╭─ Provided text

Are text messages HIPAA-secure? Five steps to text messaging security.
According to a 2015 report into smartphone usage in the U.S., 97% of smartphone owners use text messaging as a means of communication on a regular basis, making it the most widely-used mobile feature of all. With these numbers in mind, it is clear to see why organizations are embracing text messaging as a way of improving communications both internally and externally.
In healthcare environments, the benefits of text messaging are well documented. Unlike traditional methods of communication, such as paging, which typically only offer one-way communication and rely on a host of external factors to work effectively, text messaging offers flexible two-way communication, which can be used to communicate with entire care teams quickly and efficiently.
But despite the many benefits of text messaging in healthcare, it is not risk-free. Since text messages can be accessed by anyone who has access to a mobile device, it is easy for the information contained within non-secure text messaging applications to fall into the wrong hands, should the device be lost or stolen. Whatsmore, text messages sent via most standard messaging apps are unencrypted so they can easily be intercepted during transit.
Identifying the risks
The greatest risk to a healthcare organization that allows text messaging is a breach of protected health information, which carries a s significant fine. A single breach comes with a fine of up to $50,000 per vulnerability, per day that the breach goes unremediated. A PHI breach also exposes the organization to civil charges by the affected patient or client. Either of these actions could devastate a small practice.
To avoid fines and other ramifications, text messaging should be addressed under the HIPAA security rule, as part of an organization’s risk analysis and management strategy.

╰─
╭─ Stored data

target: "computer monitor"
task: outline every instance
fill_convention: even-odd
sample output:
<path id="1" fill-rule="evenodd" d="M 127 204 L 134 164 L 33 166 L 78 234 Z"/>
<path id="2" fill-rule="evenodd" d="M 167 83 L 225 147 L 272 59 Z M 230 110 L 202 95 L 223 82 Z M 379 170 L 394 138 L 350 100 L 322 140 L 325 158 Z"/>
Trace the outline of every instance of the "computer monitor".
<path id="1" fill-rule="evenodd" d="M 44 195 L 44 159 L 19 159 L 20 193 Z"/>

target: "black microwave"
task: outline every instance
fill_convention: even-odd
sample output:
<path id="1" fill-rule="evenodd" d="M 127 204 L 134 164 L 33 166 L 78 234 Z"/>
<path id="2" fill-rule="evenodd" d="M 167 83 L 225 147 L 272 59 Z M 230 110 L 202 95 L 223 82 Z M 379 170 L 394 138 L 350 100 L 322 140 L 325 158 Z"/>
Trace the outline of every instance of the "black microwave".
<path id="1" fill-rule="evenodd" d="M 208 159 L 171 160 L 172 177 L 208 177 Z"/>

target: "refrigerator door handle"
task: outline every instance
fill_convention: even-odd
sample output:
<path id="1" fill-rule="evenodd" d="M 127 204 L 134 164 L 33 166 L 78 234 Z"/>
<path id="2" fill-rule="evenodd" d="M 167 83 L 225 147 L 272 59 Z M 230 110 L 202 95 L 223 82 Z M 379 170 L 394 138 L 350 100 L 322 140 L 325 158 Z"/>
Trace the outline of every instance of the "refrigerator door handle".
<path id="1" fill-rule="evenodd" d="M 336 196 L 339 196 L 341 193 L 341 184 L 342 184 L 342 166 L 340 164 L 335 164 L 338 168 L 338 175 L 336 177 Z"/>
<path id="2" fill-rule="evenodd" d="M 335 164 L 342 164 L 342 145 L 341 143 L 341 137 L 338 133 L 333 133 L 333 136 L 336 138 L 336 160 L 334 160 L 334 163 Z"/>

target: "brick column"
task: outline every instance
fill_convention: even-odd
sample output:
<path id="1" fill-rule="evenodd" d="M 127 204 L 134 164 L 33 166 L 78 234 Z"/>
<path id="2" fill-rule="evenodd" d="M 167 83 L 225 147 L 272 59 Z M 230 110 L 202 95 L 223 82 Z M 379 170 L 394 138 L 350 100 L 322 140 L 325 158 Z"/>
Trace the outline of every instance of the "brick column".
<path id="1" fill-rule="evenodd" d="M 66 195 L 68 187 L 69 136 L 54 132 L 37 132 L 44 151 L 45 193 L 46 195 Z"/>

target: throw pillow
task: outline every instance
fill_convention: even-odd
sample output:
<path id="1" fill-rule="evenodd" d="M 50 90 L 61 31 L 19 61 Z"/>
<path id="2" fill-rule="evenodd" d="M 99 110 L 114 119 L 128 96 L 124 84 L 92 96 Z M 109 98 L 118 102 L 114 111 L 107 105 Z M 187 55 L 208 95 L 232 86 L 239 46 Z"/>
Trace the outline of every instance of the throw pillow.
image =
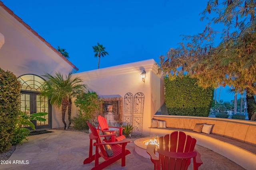
<path id="1" fill-rule="evenodd" d="M 196 123 L 193 129 L 193 131 L 200 133 L 204 126 L 204 123 Z"/>
<path id="2" fill-rule="evenodd" d="M 157 127 L 158 126 L 157 120 L 152 119 L 151 120 L 151 127 Z"/>
<path id="3" fill-rule="evenodd" d="M 104 143 L 106 143 L 106 142 L 103 142 Z M 111 147 L 110 145 L 104 145 L 104 147 L 105 148 L 105 149 L 106 150 L 106 151 L 107 152 L 107 154 L 108 154 L 108 156 L 112 156 L 114 155 L 114 153 L 113 153 L 113 151 L 112 150 L 112 149 L 111 149 Z"/>
<path id="4" fill-rule="evenodd" d="M 204 124 L 204 126 L 203 126 L 203 129 L 202 129 L 202 132 L 204 133 L 209 134 L 211 132 L 212 127 L 212 125 Z"/>
<path id="5" fill-rule="evenodd" d="M 166 121 L 157 121 L 157 123 L 158 124 L 158 128 L 166 128 Z"/>
<path id="6" fill-rule="evenodd" d="M 107 131 L 103 131 L 103 134 L 104 135 L 110 135 L 111 133 L 109 132 L 107 132 Z M 106 136 L 105 137 L 105 139 L 106 139 L 106 140 L 110 140 L 111 139 L 111 136 Z"/>

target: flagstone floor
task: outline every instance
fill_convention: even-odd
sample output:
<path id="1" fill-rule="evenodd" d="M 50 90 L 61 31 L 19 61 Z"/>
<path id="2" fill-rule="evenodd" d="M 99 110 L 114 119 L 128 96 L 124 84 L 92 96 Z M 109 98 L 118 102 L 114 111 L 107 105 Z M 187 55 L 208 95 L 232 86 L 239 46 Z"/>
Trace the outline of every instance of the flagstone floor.
<path id="1" fill-rule="evenodd" d="M 22 145 L 17 146 L 8 160 L 1 160 L 0 170 L 89 170 L 94 167 L 94 161 L 83 164 L 84 160 L 88 155 L 88 133 L 50 130 L 54 133 L 29 136 L 28 141 L 25 141 Z M 134 141 L 136 139 L 131 139 L 132 142 L 128 143 L 126 147 L 131 153 L 126 156 L 125 166 L 121 166 L 120 160 L 105 169 L 154 170 L 154 164 L 150 159 L 145 158 L 135 152 Z M 197 145 L 196 149 L 201 154 L 203 162 L 199 169 L 244 169 L 227 158 L 206 148 Z M 192 164 L 189 169 L 192 169 Z"/>

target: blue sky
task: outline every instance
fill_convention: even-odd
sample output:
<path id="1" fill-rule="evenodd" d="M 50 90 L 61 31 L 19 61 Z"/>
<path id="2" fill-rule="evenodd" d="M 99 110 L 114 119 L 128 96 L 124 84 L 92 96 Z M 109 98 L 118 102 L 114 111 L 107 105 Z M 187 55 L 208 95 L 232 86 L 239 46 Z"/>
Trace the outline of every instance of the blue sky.
<path id="1" fill-rule="evenodd" d="M 98 42 L 109 54 L 101 58 L 100 68 L 158 62 L 178 47 L 181 35 L 201 32 L 207 23 L 199 15 L 205 0 L 1 0 L 52 46 L 66 49 L 78 72 L 97 68 L 92 47 Z M 233 99 L 222 90 L 220 99 Z"/>

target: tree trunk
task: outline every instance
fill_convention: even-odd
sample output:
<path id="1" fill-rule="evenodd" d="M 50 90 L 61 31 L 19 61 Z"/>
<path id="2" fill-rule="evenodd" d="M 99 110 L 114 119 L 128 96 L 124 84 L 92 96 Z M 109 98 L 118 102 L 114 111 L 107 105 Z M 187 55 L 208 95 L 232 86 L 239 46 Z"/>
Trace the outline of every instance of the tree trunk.
<path id="1" fill-rule="evenodd" d="M 216 106 L 216 98 L 217 96 L 217 88 L 215 89 L 215 95 L 214 95 L 214 100 L 215 100 L 215 106 Z"/>
<path id="2" fill-rule="evenodd" d="M 68 99 L 68 121 L 69 123 L 67 127 L 67 129 L 69 128 L 69 126 L 71 124 L 71 106 L 72 106 L 72 100 L 71 98 Z"/>
<path id="3" fill-rule="evenodd" d="M 243 110 L 243 99 L 242 96 L 240 98 L 240 114 L 242 115 L 242 111 Z"/>
<path id="4" fill-rule="evenodd" d="M 98 55 L 98 69 L 100 68 L 100 53 L 99 53 Z"/>
<path id="5" fill-rule="evenodd" d="M 219 98 L 218 99 L 218 102 L 220 102 L 220 92 L 221 91 L 221 86 L 220 86 L 220 93 L 219 93 Z"/>
<path id="6" fill-rule="evenodd" d="M 236 114 L 237 110 L 237 94 L 235 93 L 235 98 L 234 100 L 234 114 Z"/>
<path id="7" fill-rule="evenodd" d="M 64 123 L 64 130 L 66 129 L 67 124 L 65 121 L 65 115 L 66 114 L 66 111 L 67 110 L 67 106 L 68 106 L 68 100 L 67 99 L 62 100 L 62 104 L 61 105 L 61 111 L 62 115 L 62 122 Z"/>
<path id="8" fill-rule="evenodd" d="M 252 116 L 254 113 L 253 110 L 250 105 L 250 102 L 248 102 L 250 100 L 255 101 L 254 95 L 250 94 L 249 90 L 246 89 L 246 103 L 247 104 L 247 112 L 248 113 L 248 118 L 249 118 L 249 120 L 251 120 Z"/>

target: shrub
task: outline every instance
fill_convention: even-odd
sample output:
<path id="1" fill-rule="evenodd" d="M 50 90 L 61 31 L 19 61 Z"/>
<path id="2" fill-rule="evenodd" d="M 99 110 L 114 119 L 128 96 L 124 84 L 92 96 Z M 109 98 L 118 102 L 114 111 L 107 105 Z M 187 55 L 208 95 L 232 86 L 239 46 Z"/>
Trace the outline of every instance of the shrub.
<path id="1" fill-rule="evenodd" d="M 227 113 L 216 113 L 216 115 L 215 115 L 215 117 L 220 117 L 222 118 L 228 118 L 228 114 Z"/>
<path id="2" fill-rule="evenodd" d="M 214 89 L 196 84 L 197 80 L 188 76 L 170 80 L 164 78 L 165 104 L 171 115 L 208 116 Z"/>
<path id="3" fill-rule="evenodd" d="M 0 152 L 11 147 L 16 132 L 20 87 L 15 75 L 0 68 Z"/>
<path id="4" fill-rule="evenodd" d="M 242 115 L 234 115 L 232 116 L 232 119 L 245 120 L 245 116 Z"/>
<path id="5" fill-rule="evenodd" d="M 29 135 L 30 131 L 27 128 L 22 127 L 17 128 L 15 129 L 14 135 L 12 140 L 12 145 L 14 145 L 21 143 L 23 139 L 27 141 L 26 137 Z"/>
<path id="6" fill-rule="evenodd" d="M 129 135 L 133 129 L 133 127 L 130 124 L 127 124 L 126 125 L 123 125 L 121 127 L 125 127 L 125 129 L 122 130 L 122 133 L 126 138 L 128 138 L 129 137 Z"/>
<path id="7" fill-rule="evenodd" d="M 75 129 L 83 131 L 89 129 L 86 121 L 88 120 L 82 115 L 79 114 L 77 116 L 73 117 L 71 119 L 71 122 L 74 124 L 73 127 Z"/>
<path id="8" fill-rule="evenodd" d="M 81 117 L 79 119 L 89 120 L 93 125 L 95 125 L 101 102 L 98 95 L 94 92 L 83 93 L 77 96 L 74 103 L 76 106 L 79 107 L 79 117 Z M 84 123 L 86 124 L 86 122 Z"/>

╰─

Answer these questions using the text on text messaging security in healthcare:
1. According to the 2015 report, what percentage of smartphone owners regularly use text messaging?
2. Which traditional communication method is described as typically offering only one-way communication?
3. What is the maximum fine for a single breach, per vulnerability, per day it goes unremediated?

* Response to this exercise
1. 97%
2. Paging
3. Up to $50,000